### Given text ###

It’s October and it is time for the distinguished Nobel Prizes. The Prize came into existence in 1901 after Swedish businessman and chemist Alfred Nobel introduced the idea.
The prize money for this year’s awards amounted to 11 million kronor ($$106,0711). Laureates also receive an 18-carat gold medal and diploma during the award ceremonies in December, as per Economic Times.
Let us take a closer look at the Nobel Prize.
Detained Nobel Prize awardees
Until now, five Nobel Peace Prize laureates could not attend the ceremony as they were in prison at the time. These include German journalist and pacifist Carl von Ossietzky who was detained in a Nazi concentration camp in 1936.
Myanmar opposition leader Aung San Suu Kyi was under house arrest when she won the prize in 1991. Permitted by the junta to travel, she declined due to fears of potentially not being able to return to her country.

###

» Your tasks:
**a.** Decide whether each statement below agrees with the text on the Nobel Prize, and quote the exact words from that text that settle each one: (i) The Nobel Prize came into existence in 1901. (ii) Laureates receive a silver medal during the award ceremonies. (iii) Aung San Suu Kyi was free to move about when she won the prize in 1991.
**b.** Write the next part of the text on the Nobel Prize, picking up right after its final sentence.

### Data supplied ###

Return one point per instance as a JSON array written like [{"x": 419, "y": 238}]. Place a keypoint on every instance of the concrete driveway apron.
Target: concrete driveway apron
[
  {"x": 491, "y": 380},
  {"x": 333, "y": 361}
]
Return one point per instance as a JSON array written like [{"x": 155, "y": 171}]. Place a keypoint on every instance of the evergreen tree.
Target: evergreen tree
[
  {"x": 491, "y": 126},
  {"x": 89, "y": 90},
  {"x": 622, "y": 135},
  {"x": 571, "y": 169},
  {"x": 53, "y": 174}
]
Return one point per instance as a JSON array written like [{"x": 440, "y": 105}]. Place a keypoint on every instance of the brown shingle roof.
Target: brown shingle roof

###
### Data supplied ###

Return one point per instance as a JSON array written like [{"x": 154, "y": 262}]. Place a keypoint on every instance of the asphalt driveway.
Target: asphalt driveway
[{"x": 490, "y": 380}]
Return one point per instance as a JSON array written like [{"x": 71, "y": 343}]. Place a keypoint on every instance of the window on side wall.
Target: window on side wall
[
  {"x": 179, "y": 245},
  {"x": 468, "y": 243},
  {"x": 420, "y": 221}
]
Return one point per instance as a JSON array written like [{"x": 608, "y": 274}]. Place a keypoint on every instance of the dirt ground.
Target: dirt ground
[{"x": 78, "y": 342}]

###

» Answer set:
**a.**
(i) Yes: "The Prize came into existence in 1901."
(ii) No: "Laureates also receive an 18-carat gold medal and diploma during the award ceremonies in December."
(iii) No: "Myanmar opposition leader Aung San Suu Kyi was under house arrest when she won the prize in 1991."

**b.**
In 2010, Chinese dissident Liu Xiaobo was in prison. His chair remained empty, where the prize was placed. In 2022, Belarusian human rights campaigner Ales Bialiatski was in jail. He was represented by his wife Natalia Pinchuk. Last year, Iranian activist Narges Mohammadi had to celebrate her Nobel Prize from her cell in Iran’s Evin prison.
All ages are honoured
Malala Yousafzai, a human rights activist who demanded the right to education for young girls in the SWAT region of Pakistan, was shot at by the Pakistani Taliban. Yousafzai became the youngest winner of a Nobel Prize at the age of 17.
Another unusually young laureate was Australia’s Lawrence Bragg who won the Nobel Prize in Physics jointly with his father in 1915 at the age of 25, for work carried out at the age of 21. Iraqi Nadia Murad was also awarded the Nobel Peace Prize at the age of 25 in 2018 for her efforts on behalf of the Yazidi minority.
In contrast, American John Goodenough was the oldest to become a Nobel laureate when he won the prize in Chemistry in 2019, at the age of 97, for his work on the lithium-ion batteries that power smartphones and electric cars. The year before, his compatriot Arthur Ashkin was awarded the Nobel Prize in Physics at the age of 96.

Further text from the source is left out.